─── ページ抜粋 ───

Hugoで記事を更新した際、毎回FTPソフトで手動でファイルをアップロードするのはすごく手間ですよね。

以前はNetlifyを使用して公開していたので、GitHubにpushすると自動的にサイトも更新されていましたが、レンタルサーバーになったのでそれができなくなってしまいました。そこでGitHub Actionsを使って、レンタルサーバーでもコマンドプロンプトでGitHubにpushすればサイトが更新されるようにすることができましたので共有します!

前提

  • レンタルサーバーを使っている
  • Hugoでサイトを制作している
  • GitHubにpushしたら、サーバーに自動的にリリースするようにしたい

以上の条件を満たす方向けの内容となります。

また、私自身がGit初心者なので、初心者に分かりやすい言葉で説明していきます。専門用語とニュアンスが違いましたら申し訳ございません。

事前準備

GitHubにHugoのファイル群をpushできるようにしておく

こちらに関してはこの記事では解説しません。GitHubにHugo用のリポジトリを制作し、pushしておいてください。

FTPのアカウント情報を調べる

使用しているサーバーのFTPのユーザー名・パスワード・サーバーを調べておきます。

調べ方はそれぞれのサーバーで参照のこと。ConoHaWINGの場合は、「サイト管理」→使用中のドメイン→「FTP」からFTPアカウントを作成すればOKです。

GitHubにFTPの情報を登録しておく

次に、先程調べたFTPのアカウント情報をGitHubに取り出せる値として登録しておきます。このFTPアカウントの情報があれば誰でもサーバー上のファイル操作ができてしまうので、コードに直接書くわけにはいきません。なので、設定しておいた値を読み込むようにすることで、秘匿情報を守ることができるわけです。

上部のメニューバーから「Settings」→サイドバー最下部の「Secrets」と進み「New repository secret」で新しい値を登録します。

FTPのユーザー名、パスワード、サーバーをそれぞれ登録しておきます。

「Name」に大文字で任意の名前、「Value
に内容を入力し「Add secret
で登録できます。今回はユーザー名は「FTP_USER
パスワードは「FTP_PASS」サーバーは「FTP_SERVER」と登録しました。

─── 提供データ ───

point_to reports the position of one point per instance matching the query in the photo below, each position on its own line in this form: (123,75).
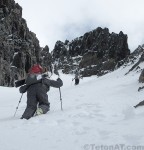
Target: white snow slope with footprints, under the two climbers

───

* 作業一覧 *
• A. Hugoサイト自動更新の解説のうち、「次に、先程調べたFTPのアカウント情報を」で始まる段落を、主要な内容を保ったまま簡潔に書き直してください。
• B. Hugoサイト自動更新の解説の続きを、最後の文の後から書いてください。
上記のデータは、Hugoサイト自動更新の解説とは関係がありません。

* 作業別の結果 *
• A. 調べたFTPアカウント情報は、GitHubで読み出せる値として登録します。この情報があれば誰でもサーバー上のファイルを操作できるため、コードに直接書くことはせず、登録した値を読み込む形にして秘匿情報を守ります。

• B.
GitHub Actionsで自動化の登録

GitHub Actionsは、GitHub上のユーザーのプロジェクトのビルドやテスト、デプロイなどをユーザーの代わりに自動で実行してくれるサービスです。これを利用して、レンタルサーバーへのデプロイを自動化していきます!

GitHub Actionsに自動化の手順を登録する

自動化をするには、何をどのような手順で実行するのかを指示する必要があります。それを、GitHubActionsのページから登録していきます。

上部のメニューバーの「Actions」から「set up a workflow yourself」を選び、新しいワークフロー(手順書)を作成します。

赤枠の部分に手順を記述していきます。最初に記述されているテキストは消しておきましょう。

上部の「main.yml」は実際に生成されるファイル名です。mainの部分は任意の名前でOKです。

実際のコード

実際に使用したコードの全体像は以下です。一つずつ見ていきましょう!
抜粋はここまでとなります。